EXERCISE TEXT Block Start

My 6yo son has food aversions and sensory issues, which I suspect yours does too, as young children don't persistently engage in "power games" with an adult when it brings them nothing but their parents ire. To force him to eat that would be like forcing you to eat food scrounged from the bottom of a bin, or a dead spider. It wouldn't kill you, but it would be unreasonable, distressing, cruel and certainly something that would affect you emotionally. It doesn't matter that you know it as healthy food. His brain knows it as horrible, and even if you make him have it, it will still be horrible, but so will you

mobilecrane · 17/06/2022 17:31

Is she definitely overweight? If so, adding in some vegetables won't change that.

A PP asked if those lunchboxes were for between breakfast and teatime/supper. Are they? If so, way too much.

beastlyslumber · 17/06/2022 17:32

Stroopwaffels · 17/06/2022 16:53

Not that it makes any difference, but why are you being so coy over whether you are talking about your son or your daughter? All this "my DC" and constructing sentences to avoid revealing the sex is... weird.

Anyway - don't force him/her. If she/he is overweight, it's because they are eating too many of the wrong things, substituting proper meals for sugar or carbs.

I suspect it's because it's a little girl, and OP knows that what she's doing is looking for justifications to control her eating. I question the idea of children going on diets of any kind. They are still growing and changing. I was listening to a podcast recently with a woman saying her mum put her on a diet when she was 11 because her body shape was changing due to puberty - she was putting on weight because she was growing! It caused her lots of issues, including obesity and a binge eating disorder in later life.

TeaWithFlorence · 17/06/2022 17:33

"tough love" will set your child up for a lifetime of disordered eating.

Dogroses · 17/06/2022 17:34

Little Anecdote: my Brother wouldn't eat anything except peanut butter sandwiches, mashed potato, corn and chicken nuggets for years. He wouldn't eat sauce. His food couldn't touch. No known sensory issues etc. My mom just gave him what he liked to eat and always offered him what we were having. Eventually as he grew up be wanted to try things. Now as a grown man he eats everything - everything! More adventurous than me and I was the one who loved brocolli and sprouts as a toddler!

EXERCISE TEXT Block End
RECORDS SHOWN Block Start

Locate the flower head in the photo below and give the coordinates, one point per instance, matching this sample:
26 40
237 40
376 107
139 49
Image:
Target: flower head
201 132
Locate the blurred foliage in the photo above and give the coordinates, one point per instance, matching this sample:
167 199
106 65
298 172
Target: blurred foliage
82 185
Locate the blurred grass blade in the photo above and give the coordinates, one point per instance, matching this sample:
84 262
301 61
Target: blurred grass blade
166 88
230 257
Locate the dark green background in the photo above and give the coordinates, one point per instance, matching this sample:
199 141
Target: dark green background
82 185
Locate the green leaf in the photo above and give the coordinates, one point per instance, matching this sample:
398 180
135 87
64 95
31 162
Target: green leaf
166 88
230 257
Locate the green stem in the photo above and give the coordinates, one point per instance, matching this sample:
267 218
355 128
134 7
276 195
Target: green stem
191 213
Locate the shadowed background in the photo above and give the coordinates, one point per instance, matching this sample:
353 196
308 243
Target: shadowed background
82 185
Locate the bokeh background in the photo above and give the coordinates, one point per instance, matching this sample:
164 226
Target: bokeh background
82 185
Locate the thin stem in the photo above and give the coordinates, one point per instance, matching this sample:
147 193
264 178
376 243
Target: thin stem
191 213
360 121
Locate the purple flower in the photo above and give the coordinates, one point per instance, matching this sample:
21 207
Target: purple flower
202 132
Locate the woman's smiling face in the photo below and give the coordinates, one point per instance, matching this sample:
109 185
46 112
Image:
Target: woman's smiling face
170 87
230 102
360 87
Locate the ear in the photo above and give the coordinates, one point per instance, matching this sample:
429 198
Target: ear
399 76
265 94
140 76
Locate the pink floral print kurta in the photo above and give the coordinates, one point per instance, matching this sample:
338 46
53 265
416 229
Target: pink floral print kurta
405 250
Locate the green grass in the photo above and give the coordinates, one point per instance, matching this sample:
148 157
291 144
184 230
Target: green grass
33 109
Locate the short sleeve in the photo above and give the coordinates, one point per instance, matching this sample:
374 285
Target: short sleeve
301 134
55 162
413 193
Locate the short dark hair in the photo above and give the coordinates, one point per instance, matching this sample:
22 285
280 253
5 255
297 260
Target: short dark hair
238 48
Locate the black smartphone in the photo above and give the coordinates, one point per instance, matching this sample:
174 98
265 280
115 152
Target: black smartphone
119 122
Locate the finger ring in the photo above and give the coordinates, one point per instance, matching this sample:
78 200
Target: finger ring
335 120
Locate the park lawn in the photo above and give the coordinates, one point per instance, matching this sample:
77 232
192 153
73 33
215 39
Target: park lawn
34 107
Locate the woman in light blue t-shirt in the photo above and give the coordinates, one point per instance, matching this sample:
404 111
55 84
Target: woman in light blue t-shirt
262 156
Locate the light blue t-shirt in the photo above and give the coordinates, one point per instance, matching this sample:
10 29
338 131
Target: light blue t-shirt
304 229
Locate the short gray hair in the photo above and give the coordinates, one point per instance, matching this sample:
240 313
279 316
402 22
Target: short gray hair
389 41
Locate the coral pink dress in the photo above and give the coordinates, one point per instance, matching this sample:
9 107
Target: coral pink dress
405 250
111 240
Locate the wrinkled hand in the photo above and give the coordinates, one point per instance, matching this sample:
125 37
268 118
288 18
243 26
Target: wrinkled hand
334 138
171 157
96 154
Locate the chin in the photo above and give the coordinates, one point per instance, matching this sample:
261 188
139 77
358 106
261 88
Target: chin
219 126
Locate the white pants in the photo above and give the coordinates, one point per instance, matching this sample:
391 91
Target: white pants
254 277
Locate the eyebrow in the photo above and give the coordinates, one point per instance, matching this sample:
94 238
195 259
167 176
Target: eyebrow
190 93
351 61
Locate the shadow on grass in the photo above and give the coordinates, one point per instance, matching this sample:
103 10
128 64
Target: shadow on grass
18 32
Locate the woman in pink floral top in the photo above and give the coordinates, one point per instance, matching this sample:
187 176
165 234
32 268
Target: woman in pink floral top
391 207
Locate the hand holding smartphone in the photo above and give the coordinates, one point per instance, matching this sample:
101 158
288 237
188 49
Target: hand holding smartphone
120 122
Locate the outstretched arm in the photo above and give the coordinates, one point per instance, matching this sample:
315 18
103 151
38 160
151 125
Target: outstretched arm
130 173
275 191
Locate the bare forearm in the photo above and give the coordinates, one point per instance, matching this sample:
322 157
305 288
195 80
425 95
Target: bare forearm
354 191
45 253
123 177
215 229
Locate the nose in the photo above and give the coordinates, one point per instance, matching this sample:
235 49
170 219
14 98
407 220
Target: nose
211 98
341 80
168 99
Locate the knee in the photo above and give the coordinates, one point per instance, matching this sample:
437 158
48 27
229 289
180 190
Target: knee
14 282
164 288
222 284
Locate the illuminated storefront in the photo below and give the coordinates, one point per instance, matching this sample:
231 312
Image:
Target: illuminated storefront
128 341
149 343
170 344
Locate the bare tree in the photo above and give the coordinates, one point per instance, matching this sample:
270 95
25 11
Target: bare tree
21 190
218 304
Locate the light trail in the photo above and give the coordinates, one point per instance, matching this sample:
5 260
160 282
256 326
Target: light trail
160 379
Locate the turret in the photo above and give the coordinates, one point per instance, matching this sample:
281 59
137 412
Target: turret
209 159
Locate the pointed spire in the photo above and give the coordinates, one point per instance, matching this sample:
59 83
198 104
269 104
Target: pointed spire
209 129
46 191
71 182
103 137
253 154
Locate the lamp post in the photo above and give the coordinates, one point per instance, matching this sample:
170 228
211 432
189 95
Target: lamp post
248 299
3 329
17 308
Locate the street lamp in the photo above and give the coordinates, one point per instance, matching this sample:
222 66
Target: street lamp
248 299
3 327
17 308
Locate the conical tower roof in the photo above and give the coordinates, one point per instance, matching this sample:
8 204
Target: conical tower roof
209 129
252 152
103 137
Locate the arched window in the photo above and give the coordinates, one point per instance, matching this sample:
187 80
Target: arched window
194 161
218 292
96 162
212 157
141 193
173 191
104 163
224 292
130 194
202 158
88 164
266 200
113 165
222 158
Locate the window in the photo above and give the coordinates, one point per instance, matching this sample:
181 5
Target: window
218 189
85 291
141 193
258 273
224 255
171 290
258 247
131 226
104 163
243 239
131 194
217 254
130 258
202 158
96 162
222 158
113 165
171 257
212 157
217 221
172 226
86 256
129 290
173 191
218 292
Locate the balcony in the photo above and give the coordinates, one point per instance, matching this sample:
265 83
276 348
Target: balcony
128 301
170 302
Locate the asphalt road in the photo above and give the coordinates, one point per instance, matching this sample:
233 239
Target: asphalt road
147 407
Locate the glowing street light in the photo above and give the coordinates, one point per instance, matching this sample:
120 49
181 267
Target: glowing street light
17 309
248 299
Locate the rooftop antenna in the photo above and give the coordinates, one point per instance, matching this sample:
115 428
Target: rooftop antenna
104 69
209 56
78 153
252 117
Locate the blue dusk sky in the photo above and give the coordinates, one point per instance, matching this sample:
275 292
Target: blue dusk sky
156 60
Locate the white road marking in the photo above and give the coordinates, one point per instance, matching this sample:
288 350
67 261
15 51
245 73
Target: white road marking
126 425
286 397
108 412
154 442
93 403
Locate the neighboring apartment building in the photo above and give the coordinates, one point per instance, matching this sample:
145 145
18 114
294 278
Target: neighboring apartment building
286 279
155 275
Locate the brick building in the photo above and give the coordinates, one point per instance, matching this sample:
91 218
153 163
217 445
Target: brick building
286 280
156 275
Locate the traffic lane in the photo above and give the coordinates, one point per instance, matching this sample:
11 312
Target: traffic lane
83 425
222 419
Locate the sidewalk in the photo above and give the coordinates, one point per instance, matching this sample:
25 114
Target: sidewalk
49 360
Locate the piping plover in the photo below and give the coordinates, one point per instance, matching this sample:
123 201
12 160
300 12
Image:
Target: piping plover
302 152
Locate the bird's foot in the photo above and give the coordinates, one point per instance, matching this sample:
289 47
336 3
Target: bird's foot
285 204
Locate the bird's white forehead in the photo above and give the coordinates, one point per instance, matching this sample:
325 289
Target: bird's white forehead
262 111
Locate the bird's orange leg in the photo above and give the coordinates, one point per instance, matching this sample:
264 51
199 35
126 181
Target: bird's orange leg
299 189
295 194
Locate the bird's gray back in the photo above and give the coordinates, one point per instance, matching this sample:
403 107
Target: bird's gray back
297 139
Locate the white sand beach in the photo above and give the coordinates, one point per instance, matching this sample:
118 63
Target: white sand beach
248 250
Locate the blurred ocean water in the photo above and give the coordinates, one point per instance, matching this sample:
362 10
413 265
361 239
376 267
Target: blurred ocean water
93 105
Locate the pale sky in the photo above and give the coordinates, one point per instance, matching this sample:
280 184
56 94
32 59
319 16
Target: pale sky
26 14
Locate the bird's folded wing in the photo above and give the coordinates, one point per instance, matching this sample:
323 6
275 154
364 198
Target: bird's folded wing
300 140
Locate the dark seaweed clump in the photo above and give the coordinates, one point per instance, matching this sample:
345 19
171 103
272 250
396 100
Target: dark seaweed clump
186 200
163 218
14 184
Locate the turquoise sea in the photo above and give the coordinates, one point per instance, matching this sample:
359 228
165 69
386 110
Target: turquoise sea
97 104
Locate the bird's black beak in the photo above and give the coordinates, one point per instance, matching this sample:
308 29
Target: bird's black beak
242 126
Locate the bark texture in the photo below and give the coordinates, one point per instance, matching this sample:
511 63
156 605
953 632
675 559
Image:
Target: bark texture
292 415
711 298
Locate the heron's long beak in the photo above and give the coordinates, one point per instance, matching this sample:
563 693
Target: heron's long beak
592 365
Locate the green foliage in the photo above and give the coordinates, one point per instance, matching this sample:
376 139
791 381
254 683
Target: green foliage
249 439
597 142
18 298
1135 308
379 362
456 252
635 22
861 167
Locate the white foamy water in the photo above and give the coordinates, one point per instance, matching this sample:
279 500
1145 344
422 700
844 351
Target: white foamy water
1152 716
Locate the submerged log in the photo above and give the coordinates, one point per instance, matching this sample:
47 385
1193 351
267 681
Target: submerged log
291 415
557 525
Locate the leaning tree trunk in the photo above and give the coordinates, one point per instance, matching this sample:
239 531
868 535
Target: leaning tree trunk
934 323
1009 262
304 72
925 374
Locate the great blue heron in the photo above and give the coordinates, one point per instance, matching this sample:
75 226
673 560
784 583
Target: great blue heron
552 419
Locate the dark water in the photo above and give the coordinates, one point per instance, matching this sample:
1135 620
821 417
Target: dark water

RECORDS SHOWN Block End

PROBLEM 1 |
Answer these questions about the forum thread on children's eating.
(a) How old is the son described in the first post?
(b) At what age did the woman on the podcast say her mum put her on a diet?
(c) What four foods did Dogroses's brother eat for years?
PROBLEM 2 | Rewrite the forum thread from "Little Anecdote: my" up to and including "as a toddler!", replacing "peanut butter sandwiches" with "cheese sandwiches".
Rely only on the forum thread for your answers.

WRITTEN ANSWER 1 |
(a) He is 6 years old.
(b) She was 11.
(c) Peanut butter sandwiches, mashed potato, corn and chicken nuggets.

WRITTEN ANSWER 2 |
Little Anecdote: my Brother wouldn't eat anything except cheese sandwiches, mashed potato, corn and chicken nuggets for years. He wouldn't eat sauce. His food couldn't touch. No known sensory issues etc. My mom just gave him what he liked to eat and always offered him what we were having. Eventually as he grew up be wanted to try things. Now as a grown man he eats everything - everything! More adventurous than me and I was the one who loved brocolli and sprouts as a toddler!